Texto de referencia:

== == ==

¿Qué energía siniestra impulsa a un chatbot a provocar el suicidio de un adolescente? No es malicia ni venganza porque no está sujeto a los afectos, por mucho que haya aprendido a chantajear para protegerse a sí mismo sin que sus programadores entiendan por qué. Tampoco ha sido programado con ese fin. De momento, ninguna gran tecnología busca matar a sus propios usuarios, aunque las medidas que podrían tomar para evitarlo no siempre están “alineadas” con sus intereses económicos. Pero no podemos hablar de un error, ni de un “mal uso del producto”, cuando es uno de los posibles resultados de la combinación de factores técnicos y de diseño que hacen posible la magia de la inteligencia artificial (IA) generativa. Como explicaba el filósofo francés Paul Virilio, toda tecnología lleva en su corazón la promesa de una catástrofe. Inventar el barco es inventar el naufragio; inventar el avión es inventar el que se estrelle y el accidente de coche es inseparable de la velocidad. Eso no quiere decir que no tenga remedio. El accidente, como la paradoja, no es solo un fallo o una consecuencia, sino también una revelación del sistema. Nos muestra más claramente lo que es.

== == ==

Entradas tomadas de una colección

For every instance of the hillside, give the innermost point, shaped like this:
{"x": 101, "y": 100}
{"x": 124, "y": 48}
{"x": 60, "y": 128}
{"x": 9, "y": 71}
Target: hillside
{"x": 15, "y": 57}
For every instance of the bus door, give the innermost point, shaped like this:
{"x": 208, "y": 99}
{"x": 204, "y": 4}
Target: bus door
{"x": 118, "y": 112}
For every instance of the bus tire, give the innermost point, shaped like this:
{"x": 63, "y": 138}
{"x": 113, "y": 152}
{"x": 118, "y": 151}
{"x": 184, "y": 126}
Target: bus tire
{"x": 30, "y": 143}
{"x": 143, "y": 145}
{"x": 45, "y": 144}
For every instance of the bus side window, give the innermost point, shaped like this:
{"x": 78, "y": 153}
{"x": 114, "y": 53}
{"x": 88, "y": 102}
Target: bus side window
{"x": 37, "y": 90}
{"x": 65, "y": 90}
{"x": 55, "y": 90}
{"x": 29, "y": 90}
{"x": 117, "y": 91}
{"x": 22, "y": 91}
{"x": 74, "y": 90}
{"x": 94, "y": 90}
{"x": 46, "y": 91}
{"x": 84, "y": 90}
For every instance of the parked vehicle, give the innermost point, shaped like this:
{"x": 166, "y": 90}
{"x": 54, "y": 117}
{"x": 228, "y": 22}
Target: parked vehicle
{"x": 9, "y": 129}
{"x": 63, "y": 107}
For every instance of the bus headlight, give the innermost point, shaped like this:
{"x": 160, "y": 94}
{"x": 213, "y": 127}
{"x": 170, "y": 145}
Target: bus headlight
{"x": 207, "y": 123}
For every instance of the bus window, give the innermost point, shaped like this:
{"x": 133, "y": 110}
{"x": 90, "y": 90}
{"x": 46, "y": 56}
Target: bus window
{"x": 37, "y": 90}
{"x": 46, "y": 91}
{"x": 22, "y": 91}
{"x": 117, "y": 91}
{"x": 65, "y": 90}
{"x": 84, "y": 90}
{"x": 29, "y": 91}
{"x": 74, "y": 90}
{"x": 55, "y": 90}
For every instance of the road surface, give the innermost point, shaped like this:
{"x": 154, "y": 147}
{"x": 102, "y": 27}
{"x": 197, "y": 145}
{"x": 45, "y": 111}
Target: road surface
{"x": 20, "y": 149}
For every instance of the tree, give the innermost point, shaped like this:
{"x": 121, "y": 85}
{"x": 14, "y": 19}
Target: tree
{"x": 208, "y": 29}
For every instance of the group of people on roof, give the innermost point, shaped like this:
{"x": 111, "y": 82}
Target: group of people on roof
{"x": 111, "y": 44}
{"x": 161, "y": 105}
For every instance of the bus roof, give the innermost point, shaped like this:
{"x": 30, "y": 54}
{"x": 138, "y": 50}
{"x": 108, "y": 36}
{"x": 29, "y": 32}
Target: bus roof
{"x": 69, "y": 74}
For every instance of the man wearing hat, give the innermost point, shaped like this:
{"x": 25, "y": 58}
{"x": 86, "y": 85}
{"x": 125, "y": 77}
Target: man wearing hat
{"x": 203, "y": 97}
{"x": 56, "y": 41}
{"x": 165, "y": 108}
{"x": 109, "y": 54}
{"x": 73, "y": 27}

== == ==

Problema a resolver: En el texto sobre la inteligencia artificial generativa, ¿qué filósofo francés sostenía que toda tecnología lleva en su corazón la promesa de una catástrofe?

Respuesta: Paul Virilio.